Go to the line containing "Task: Tag the woman's bare" in the records below. Repeat it and the lines after it exactly, all the way to the end.

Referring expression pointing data

== Segment start ==

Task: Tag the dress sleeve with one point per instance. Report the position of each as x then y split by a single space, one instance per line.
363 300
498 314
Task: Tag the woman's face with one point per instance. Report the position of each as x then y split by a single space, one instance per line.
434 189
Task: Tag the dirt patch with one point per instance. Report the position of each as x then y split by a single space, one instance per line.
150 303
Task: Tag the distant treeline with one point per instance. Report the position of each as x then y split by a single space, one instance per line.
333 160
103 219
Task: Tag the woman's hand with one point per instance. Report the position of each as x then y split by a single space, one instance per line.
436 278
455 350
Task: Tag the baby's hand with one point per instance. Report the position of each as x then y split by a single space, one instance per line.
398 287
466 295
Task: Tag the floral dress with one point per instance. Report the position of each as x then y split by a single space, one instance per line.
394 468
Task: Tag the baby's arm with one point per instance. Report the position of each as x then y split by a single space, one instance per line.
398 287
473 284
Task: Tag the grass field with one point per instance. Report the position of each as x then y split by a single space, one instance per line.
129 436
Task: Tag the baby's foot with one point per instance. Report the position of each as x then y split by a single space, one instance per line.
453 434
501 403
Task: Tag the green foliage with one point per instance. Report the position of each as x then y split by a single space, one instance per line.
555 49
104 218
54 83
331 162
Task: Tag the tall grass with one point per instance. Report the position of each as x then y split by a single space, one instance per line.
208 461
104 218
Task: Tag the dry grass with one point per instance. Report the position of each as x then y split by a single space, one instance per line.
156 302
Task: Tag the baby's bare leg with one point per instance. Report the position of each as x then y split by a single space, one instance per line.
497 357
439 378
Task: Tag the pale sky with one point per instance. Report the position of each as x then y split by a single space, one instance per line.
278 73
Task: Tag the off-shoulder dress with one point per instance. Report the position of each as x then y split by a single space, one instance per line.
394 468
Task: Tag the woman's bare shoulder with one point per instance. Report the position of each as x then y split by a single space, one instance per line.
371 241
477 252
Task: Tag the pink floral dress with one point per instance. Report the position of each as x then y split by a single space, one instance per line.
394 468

== Segment end ==

Your solution:
Task: Tag the woman's bare shoulder with one point per instance. Report the position of each as x then y split by a single space, one instance per line.
371 241
477 252
Task: Tag the pink floral dress with one point per instance. Report the position of each as x then y split by a single space, one instance per line.
394 468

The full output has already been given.